WHAT YOU SHOULD DO: Each record is to be given again without alteration.

=== Begin Enclosure ===

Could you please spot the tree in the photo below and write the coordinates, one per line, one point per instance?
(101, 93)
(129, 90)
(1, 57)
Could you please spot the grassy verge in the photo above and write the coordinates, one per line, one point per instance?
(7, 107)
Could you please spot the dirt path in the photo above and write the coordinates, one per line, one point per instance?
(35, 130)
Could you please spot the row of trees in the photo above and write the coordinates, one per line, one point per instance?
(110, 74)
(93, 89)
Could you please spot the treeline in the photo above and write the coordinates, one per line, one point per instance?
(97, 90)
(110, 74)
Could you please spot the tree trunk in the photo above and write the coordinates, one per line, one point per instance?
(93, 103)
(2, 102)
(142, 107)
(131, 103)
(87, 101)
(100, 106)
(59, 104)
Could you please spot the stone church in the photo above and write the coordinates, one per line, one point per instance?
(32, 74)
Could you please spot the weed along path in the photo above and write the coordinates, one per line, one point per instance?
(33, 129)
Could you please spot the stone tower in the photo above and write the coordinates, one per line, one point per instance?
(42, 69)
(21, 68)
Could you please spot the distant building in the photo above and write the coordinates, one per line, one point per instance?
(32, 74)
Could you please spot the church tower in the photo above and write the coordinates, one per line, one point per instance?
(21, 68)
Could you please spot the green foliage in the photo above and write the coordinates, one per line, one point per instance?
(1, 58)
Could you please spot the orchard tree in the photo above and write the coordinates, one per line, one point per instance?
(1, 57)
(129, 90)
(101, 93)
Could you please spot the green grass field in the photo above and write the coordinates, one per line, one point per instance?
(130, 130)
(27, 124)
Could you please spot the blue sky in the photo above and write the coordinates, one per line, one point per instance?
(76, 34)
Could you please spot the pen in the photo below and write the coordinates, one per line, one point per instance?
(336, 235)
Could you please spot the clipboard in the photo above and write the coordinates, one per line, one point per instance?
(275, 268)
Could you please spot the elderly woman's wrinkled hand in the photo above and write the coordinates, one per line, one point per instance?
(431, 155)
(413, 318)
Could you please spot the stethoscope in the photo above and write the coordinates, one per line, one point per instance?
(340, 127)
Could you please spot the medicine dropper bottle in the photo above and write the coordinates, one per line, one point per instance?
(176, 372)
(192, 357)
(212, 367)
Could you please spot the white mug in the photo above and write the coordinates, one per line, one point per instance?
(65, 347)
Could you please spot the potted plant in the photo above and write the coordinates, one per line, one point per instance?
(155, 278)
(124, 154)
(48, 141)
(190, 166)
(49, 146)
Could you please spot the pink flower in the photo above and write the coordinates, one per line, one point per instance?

=== End Enclosure ===

EXPECTED ANSWER:
Could you please spot the tree in the photo below and write the coordinates, one per line, one point per instance?
(101, 93)
(129, 90)
(1, 57)
Could you please spot the grassy verge in the photo above and write the coordinates, one per line, one point per instance?
(7, 107)
Could you please spot the dirt path in the photo above and write the coordinates, one per line, one point per instance?
(35, 130)
Could you please spot the row of trees in the photo above and write the coordinates, one per line, one point per instance?
(110, 74)
(93, 89)
Could you please spot the treeline in the photo above and write the coordinates, one per line, one point per instance?
(97, 90)
(110, 74)
Could you please spot the tree trunk in the photo above and write the coordinates, one per line, one point per instance?
(93, 103)
(2, 102)
(142, 107)
(131, 103)
(87, 101)
(100, 106)
(59, 104)
Could you please spot the stone church in the photo above and write the coordinates, one per line, one point per instance?
(32, 74)
Could you please spot the weed along path in the photo above and write the coordinates, one per line, one point per instance?
(33, 129)
Could you please spot the stone tower in the photo above and write the coordinates, one per line, one point per instance?
(42, 69)
(21, 68)
Could you please spot the distant building in the photo above and write the coordinates, one per line, one point per instance?
(32, 74)
Could you please spot the church tower in the photo above and write the coordinates, one per line, one point per instance?
(21, 68)
Could you please spot the green foliage in the photo above and write the coordinates, one per line, one point per instance?
(1, 58)
Could you please spot the orchard tree in the photo above and write the coordinates, one per line, one point per instance?
(1, 57)
(129, 90)
(101, 93)
Could you please spot the green grass field in the photo above and write the coordinates, one per line, one point per instance?
(130, 130)
(27, 124)
Could you please spot the blue sky in the photo above and write the coordinates, one per line, one point per instance?
(76, 34)
Could you please spot the pen in the photo below and write the coordinates, one per line, one point per instance?
(336, 235)
Could you please spot the clipboard in the photo above and write the coordinates, one per line, one point per instance?
(275, 268)
Could you please spot the elderly woman's wrinkled hand in the photo above and write the coordinates, one per line, one point per instance?
(431, 155)
(413, 318)
Could you please spot the stethoscope in the photo above and write the coordinates, one per line, one point per instance?
(340, 127)
Could you please spot the medicine dropper bottle in the photo above and write the coordinates, one per line, one point per instance?
(176, 372)
(192, 357)
(212, 367)
Could you please spot the white mug in the photo above and write the coordinates, one per line, one point per instance?
(65, 347)
Could you please spot the potted plant in the photo above and write the coordinates, one per line, one point per instance?
(155, 278)
(124, 154)
(48, 141)
(190, 166)
(49, 146)
Could you please spot the pink flower in the photo above and write the coordinates, one per line, one point per instance?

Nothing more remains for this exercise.